Vaccination is a process that vets and doctors use to trick the body into producing protective immune responses against infection.
It’s a phenomenon that’s been known about for hundreds of years, but the English doctor Edward Jenner in the 1790s made the process famous. Let’s use his experiments to help us understand the workings of vaccination.
Jenner noticed that milkmaids and people working with cattle who had contracted cowpox did not become infected, noticeably, by the much more deadly smallpox virus. He had been alerted to this phenomenon from accounts of manipulating infection in other parts of the world, for example, Turkey and China.
He did an experiment in 1796 whereby he gave cowpox to a young boy, James Phipps, to see if it would protect him from subsequent infection with smallpox. It was a risky experiment to young James, but it paid off.
The boy was first inoculated with cowpox, and then a few weeks later was given a dose of smallpox that would typically have caused severe disease, if not death. The boy survived, and so began the dawn of vaccination in the western world. Interestingly, the word vaccination comes from the cowpox virus, which is called ‘vaccinia virus’, from the Latin ‘vacca’ for cow.
Jenner’s experiment demonstrates you can protect against infectious disease and not have to go through the risk of being infected with dangerous bugs to generate effective immunity.
Vaccination is now standard throughout the western world and has arguably saved millions of human and animal lives.

◆ WORK TO BE COMPLETED: Reproduce the passage on vaccination from "The boy was" up to and including "Latin ‘vacca’ for cow.", swapping "inoculated" for "injected".

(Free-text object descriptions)
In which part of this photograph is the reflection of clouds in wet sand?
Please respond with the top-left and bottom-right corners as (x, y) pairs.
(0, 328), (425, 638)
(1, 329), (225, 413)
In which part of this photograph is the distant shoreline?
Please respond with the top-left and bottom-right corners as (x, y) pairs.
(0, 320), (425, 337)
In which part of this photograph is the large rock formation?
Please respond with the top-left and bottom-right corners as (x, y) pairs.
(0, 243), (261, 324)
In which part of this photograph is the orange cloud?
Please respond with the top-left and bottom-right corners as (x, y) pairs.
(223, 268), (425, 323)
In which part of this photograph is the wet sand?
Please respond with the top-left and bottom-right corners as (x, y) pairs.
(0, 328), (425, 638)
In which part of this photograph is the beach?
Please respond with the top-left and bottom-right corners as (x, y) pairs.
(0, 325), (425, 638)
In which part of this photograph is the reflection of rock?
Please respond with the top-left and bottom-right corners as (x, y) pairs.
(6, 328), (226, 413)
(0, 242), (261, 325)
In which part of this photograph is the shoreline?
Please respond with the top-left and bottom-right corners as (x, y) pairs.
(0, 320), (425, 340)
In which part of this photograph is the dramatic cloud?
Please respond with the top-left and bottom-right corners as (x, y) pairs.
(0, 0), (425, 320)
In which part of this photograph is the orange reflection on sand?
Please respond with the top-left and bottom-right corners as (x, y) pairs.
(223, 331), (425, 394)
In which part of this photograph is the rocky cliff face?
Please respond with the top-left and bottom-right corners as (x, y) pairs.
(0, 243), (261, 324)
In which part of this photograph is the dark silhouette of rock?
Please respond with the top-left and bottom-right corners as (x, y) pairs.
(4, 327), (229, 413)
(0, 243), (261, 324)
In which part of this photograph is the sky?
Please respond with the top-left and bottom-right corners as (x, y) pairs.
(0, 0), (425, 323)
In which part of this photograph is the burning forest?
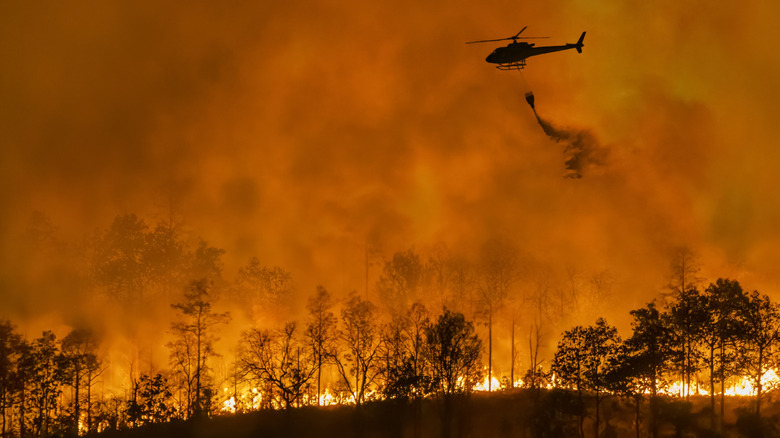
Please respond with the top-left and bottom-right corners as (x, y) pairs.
(0, 0), (780, 438)
(0, 214), (780, 436)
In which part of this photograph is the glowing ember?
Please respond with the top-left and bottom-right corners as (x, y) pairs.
(472, 377), (501, 391)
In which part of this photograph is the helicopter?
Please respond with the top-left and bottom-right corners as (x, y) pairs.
(466, 26), (585, 70)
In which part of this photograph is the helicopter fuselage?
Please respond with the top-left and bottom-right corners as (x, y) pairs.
(485, 32), (585, 68)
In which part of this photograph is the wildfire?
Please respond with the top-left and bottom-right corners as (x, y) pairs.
(656, 369), (780, 397)
(472, 377), (501, 391)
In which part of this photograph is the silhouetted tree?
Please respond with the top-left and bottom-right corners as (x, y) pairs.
(60, 329), (100, 434)
(739, 291), (780, 416)
(125, 373), (176, 426)
(425, 309), (482, 395)
(168, 279), (230, 417)
(626, 302), (676, 438)
(332, 292), (381, 406)
(699, 278), (748, 429)
(552, 318), (621, 437)
(669, 287), (708, 401)
(240, 322), (317, 409)
(477, 240), (518, 391)
(27, 331), (63, 437)
(381, 303), (430, 399)
(606, 343), (650, 438)
(0, 321), (23, 437)
(306, 286), (336, 406)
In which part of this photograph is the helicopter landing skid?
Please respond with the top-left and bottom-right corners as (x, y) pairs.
(496, 59), (525, 70)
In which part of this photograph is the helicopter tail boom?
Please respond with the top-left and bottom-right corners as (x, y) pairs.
(574, 32), (585, 53)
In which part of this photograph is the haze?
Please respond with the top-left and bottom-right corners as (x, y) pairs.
(0, 0), (780, 356)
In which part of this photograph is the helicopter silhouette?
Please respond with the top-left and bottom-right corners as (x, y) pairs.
(466, 26), (585, 70)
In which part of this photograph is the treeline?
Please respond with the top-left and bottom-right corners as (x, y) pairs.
(6, 215), (780, 437)
(0, 292), (483, 437)
(548, 278), (780, 437)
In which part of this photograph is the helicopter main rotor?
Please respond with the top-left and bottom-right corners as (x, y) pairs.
(466, 26), (549, 44)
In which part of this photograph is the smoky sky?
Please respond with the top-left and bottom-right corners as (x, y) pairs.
(0, 0), (780, 336)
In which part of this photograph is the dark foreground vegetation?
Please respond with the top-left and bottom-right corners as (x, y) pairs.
(7, 215), (780, 438)
(94, 389), (780, 438)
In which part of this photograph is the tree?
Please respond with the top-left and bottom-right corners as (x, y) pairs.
(739, 291), (780, 416)
(93, 214), (151, 304)
(425, 309), (482, 395)
(666, 247), (706, 401)
(306, 286), (336, 406)
(552, 318), (621, 437)
(478, 240), (518, 391)
(0, 321), (23, 436)
(22, 331), (62, 437)
(699, 278), (748, 429)
(333, 292), (381, 406)
(60, 329), (100, 434)
(125, 373), (176, 426)
(626, 302), (676, 438)
(240, 322), (316, 409)
(669, 286), (708, 401)
(168, 279), (230, 417)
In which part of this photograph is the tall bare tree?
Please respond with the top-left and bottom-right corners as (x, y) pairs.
(333, 292), (381, 406)
(168, 279), (230, 417)
(478, 240), (519, 391)
(240, 322), (317, 409)
(306, 286), (336, 405)
(60, 329), (100, 434)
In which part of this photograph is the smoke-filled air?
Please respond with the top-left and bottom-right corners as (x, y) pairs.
(0, 0), (780, 436)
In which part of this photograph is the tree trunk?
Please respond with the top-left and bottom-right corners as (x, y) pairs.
(710, 348), (715, 431)
(634, 394), (642, 438)
(756, 346), (764, 417)
(509, 318), (515, 389)
(488, 310), (493, 392)
(594, 388), (601, 438)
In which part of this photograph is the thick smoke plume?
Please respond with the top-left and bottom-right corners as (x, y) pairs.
(533, 108), (608, 179)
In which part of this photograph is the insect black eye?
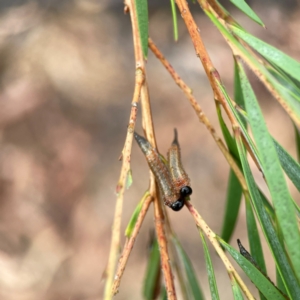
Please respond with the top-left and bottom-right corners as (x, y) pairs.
(180, 186), (193, 197)
(171, 199), (184, 211)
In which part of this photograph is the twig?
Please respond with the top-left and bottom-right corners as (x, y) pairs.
(104, 69), (144, 300)
(148, 38), (248, 192)
(154, 183), (177, 300)
(176, 0), (238, 128)
(185, 201), (255, 300)
(121, 0), (176, 300)
(112, 193), (153, 295)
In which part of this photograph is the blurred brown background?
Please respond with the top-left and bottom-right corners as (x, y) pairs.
(0, 0), (300, 300)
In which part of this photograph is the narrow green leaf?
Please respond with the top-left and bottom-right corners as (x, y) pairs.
(143, 239), (160, 300)
(217, 106), (242, 241)
(294, 124), (300, 162)
(171, 0), (178, 42)
(172, 237), (204, 300)
(275, 222), (287, 294)
(246, 197), (267, 300)
(125, 191), (150, 238)
(230, 26), (300, 81)
(221, 170), (242, 241)
(273, 139), (300, 192)
(237, 138), (300, 299)
(217, 105), (239, 158)
(230, 0), (265, 27)
(134, 0), (149, 59)
(220, 239), (285, 300)
(239, 64), (300, 279)
(230, 276), (244, 300)
(266, 65), (300, 101)
(200, 230), (220, 300)
(234, 57), (246, 127)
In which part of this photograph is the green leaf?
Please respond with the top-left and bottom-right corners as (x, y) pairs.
(171, 0), (178, 42)
(239, 60), (300, 279)
(234, 57), (246, 127)
(221, 169), (242, 241)
(134, 0), (149, 59)
(237, 137), (300, 299)
(217, 102), (242, 241)
(230, 0), (265, 27)
(273, 139), (300, 192)
(172, 237), (204, 300)
(200, 230), (220, 300)
(220, 240), (285, 300)
(125, 191), (150, 238)
(230, 26), (300, 81)
(143, 239), (160, 300)
(230, 276), (244, 300)
(217, 105), (239, 158)
(246, 197), (267, 300)
(294, 124), (300, 162)
(275, 223), (287, 294)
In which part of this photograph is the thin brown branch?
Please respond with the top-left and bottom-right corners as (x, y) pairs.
(154, 183), (177, 300)
(148, 38), (248, 191)
(176, 0), (238, 127)
(185, 201), (255, 300)
(115, 0), (176, 299)
(112, 194), (153, 295)
(104, 69), (144, 300)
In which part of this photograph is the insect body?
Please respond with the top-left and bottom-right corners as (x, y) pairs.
(168, 128), (193, 197)
(134, 131), (192, 211)
(134, 132), (184, 211)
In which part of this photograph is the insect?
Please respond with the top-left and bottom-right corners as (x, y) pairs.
(134, 129), (192, 211)
(167, 128), (193, 197)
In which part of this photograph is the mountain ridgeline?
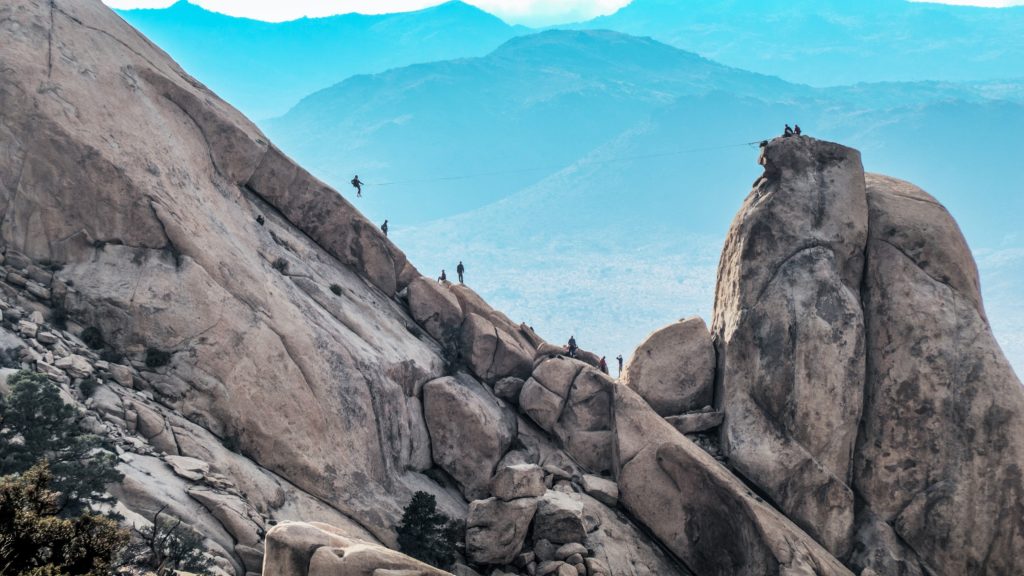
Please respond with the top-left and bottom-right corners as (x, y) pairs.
(0, 0), (1024, 576)
(118, 0), (520, 119)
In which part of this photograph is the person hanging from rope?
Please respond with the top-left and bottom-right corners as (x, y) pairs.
(352, 174), (362, 198)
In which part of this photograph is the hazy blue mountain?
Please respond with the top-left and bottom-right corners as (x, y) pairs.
(265, 31), (1024, 373)
(581, 0), (1024, 86)
(119, 0), (526, 119)
(265, 31), (803, 223)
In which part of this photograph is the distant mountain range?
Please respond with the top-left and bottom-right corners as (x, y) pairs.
(264, 31), (1024, 375)
(118, 0), (526, 120)
(116, 0), (1024, 369)
(579, 0), (1024, 86)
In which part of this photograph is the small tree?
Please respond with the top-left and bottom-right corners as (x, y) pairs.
(0, 463), (128, 576)
(395, 492), (462, 568)
(0, 370), (124, 512)
(129, 506), (213, 576)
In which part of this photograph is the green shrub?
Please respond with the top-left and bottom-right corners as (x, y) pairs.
(0, 461), (128, 576)
(128, 506), (213, 575)
(0, 370), (124, 517)
(145, 348), (171, 368)
(395, 492), (462, 569)
(78, 376), (99, 398)
(78, 326), (106, 349)
(0, 347), (22, 370)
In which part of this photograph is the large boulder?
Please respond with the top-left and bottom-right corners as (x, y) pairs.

◆ RESPONSE TO THE TASK:
The boy was first injected with cowpox, and then a few weeks later was given a dose of smallpox that would typically have caused severe disease, if not death. The boy survived, and so began the dawn of vaccination in the western world. Interestingly, the word vaccination comes from the cowpox virus, which is called ‘vaccinia virus’, from the Latin ‘vacca’ for cow.